§ ACTIVITY:
This exercise asks for the whole listing to be restated exactly.
DATA TO EXAMINE section start
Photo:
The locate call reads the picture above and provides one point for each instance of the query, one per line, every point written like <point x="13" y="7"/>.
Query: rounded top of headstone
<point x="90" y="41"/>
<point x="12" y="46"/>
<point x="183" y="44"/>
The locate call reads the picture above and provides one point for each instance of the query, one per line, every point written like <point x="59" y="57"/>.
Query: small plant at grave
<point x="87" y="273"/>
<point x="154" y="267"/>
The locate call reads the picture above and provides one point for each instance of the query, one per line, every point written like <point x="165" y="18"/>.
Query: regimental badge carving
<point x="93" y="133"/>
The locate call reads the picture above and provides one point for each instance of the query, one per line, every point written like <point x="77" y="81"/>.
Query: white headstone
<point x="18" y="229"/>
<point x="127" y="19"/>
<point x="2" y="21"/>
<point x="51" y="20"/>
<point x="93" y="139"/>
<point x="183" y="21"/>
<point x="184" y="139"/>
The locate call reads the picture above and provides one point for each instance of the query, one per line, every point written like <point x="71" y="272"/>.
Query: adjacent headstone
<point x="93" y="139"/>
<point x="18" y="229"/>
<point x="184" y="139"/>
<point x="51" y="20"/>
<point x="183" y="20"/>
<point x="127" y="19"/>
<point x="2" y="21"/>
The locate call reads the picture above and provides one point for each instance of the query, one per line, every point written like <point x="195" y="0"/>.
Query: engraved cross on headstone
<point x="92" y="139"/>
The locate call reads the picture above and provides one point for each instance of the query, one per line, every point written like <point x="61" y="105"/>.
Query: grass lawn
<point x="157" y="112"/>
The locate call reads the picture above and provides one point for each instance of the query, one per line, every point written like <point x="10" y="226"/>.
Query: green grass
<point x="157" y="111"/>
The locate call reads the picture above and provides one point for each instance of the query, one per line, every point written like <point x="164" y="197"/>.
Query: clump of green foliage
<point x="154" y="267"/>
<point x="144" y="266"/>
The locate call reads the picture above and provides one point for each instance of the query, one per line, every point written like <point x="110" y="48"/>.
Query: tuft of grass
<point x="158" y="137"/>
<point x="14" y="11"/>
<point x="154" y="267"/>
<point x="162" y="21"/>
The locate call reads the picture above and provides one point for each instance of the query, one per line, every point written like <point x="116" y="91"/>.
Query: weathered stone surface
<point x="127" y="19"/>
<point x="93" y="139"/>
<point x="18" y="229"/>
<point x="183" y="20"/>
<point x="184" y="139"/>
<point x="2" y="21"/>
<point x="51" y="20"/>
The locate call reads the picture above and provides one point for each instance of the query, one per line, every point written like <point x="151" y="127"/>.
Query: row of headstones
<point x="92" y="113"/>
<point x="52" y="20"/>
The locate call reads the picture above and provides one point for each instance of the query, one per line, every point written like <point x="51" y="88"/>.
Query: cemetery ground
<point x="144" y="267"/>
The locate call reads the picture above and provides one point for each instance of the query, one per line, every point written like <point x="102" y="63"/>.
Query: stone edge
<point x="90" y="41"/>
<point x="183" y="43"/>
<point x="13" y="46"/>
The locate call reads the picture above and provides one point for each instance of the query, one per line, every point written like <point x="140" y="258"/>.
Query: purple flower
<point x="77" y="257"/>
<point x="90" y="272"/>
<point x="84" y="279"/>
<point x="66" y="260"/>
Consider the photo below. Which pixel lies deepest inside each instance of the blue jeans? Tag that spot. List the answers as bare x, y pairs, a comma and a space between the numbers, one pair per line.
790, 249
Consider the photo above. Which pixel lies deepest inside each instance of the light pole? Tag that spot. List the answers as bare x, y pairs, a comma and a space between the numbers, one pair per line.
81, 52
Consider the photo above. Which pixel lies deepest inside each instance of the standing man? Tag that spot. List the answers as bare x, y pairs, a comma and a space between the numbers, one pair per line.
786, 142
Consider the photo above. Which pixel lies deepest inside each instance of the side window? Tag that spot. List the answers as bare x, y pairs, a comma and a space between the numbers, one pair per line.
DATA TO EXAMINE section end
§ YOUR SOLUTION:
Photo:
The locate call reads the picture above and provides one point for each instance of the query, one per line, every point written like <point x="13" y="7"/>.
Query: rounded top of headstone
<point x="90" y="41"/>
<point x="12" y="46"/>
<point x="183" y="44"/>
The locate call reads the picture above and provides one point for each instance of the query, one per line, every point written like <point x="59" y="57"/>.
Query: small plant at grave
<point x="87" y="273"/>
<point x="154" y="267"/>
The locate call reads the picture above and provides one point for each instance of the query, one per line, every point written like <point x="165" y="18"/>.
Query: regimental badge carving
<point x="93" y="133"/>
The locate call reads the picture above and provides one point for each instance of the query, one per line, every point written like <point x="77" y="81"/>.
Query: white headstone
<point x="18" y="229"/>
<point x="127" y="19"/>
<point x="2" y="21"/>
<point x="51" y="20"/>
<point x="93" y="139"/>
<point x="183" y="21"/>
<point x="184" y="139"/>
The locate call reads the picture above and provides one point for each instance of the query, one per line, every point written like <point x="71" y="272"/>.
Query: adjacent headstone
<point x="93" y="139"/>
<point x="18" y="229"/>
<point x="184" y="139"/>
<point x="51" y="20"/>
<point x="183" y="20"/>
<point x="127" y="19"/>
<point x="2" y="21"/>
The locate call reads the picture above and provides one point for each instance of the query, one per line, every point written like <point x="195" y="0"/>.
Query: engraved cross on headstone
<point x="92" y="139"/>
The locate call reads the picture above and provides one point for each instance of the query, one per line, every point written like <point x="61" y="105"/>.
Query: grass lawn
<point x="157" y="112"/>
The locate call reads the picture above and provides one point for each instance of the query, one per line, every point written like <point x="10" y="226"/>.
Query: green grass
<point x="157" y="111"/>
The locate call reads the picture above and provides one point for each instance of the query, one per line, every point written like <point x="164" y="197"/>.
Query: clump of green foliage
<point x="154" y="267"/>
<point x="144" y="266"/>
The locate call reads the picture above and provides one point for each instance of the query, one per line, every point written like <point x="110" y="48"/>.
Query: tuft of grass
<point x="158" y="137"/>
<point x="14" y="11"/>
<point x="154" y="267"/>
<point x="162" y="21"/>
The locate call reads the picture above and provides one point for each instance of the query, one per line, every point written like <point x="116" y="91"/>.
Query: weathered stone surface
<point x="127" y="19"/>
<point x="93" y="139"/>
<point x="18" y="229"/>
<point x="183" y="20"/>
<point x="184" y="139"/>
<point x="2" y="21"/>
<point x="51" y="20"/>
The locate call reads the picture above and provides one point for each instance of the query, one per line, every point written like <point x="151" y="127"/>.
Query: row of headstones
<point x="92" y="113"/>
<point x="52" y="20"/>
The locate call reads the picture above and provides one point for each instance of the query, one per line, every point written like <point x="51" y="88"/>.
Query: cemetery ground
<point x="144" y="267"/>
The locate call reads the picture above and provides one point for each instance of the query, one per line, every point written like <point x="102" y="63"/>.
Query: stone edge
<point x="90" y="41"/>
<point x="183" y="43"/>
<point x="13" y="46"/>
The locate call reads the picture above and provides one point for each instance of the query, one per line, every point written like <point x="140" y="258"/>.
Query: purple flower
<point x="77" y="257"/>
<point x="90" y="272"/>
<point x="84" y="279"/>
<point x="66" y="260"/>
Consider the photo below. Which pixel lies deepest inside each instance of the blue jeans? Tag that spot. List the answers as bare x, y pairs, a comma and a space between the numbers, one pair per line.
790, 249
Consider the photo above. Which pixel lies deepest inside each instance of the light pole? Tag that spot. List the answers as bare x, y pairs, a comma and a space between the numbers, one pair per line.
81, 52
Consider the photo above. Which pixel lies deepest inside each instance of the standing man? Tag that spot. List the answers as bare x, y pairs, a comma and a space between the numbers, one pair per line.
786, 142
Consider the photo above. Which pixel lies deepest inside each instance of the side window? Tag that spot. List the answers as bare x, y pairs, a comma and a space between the numbers, one pair per line.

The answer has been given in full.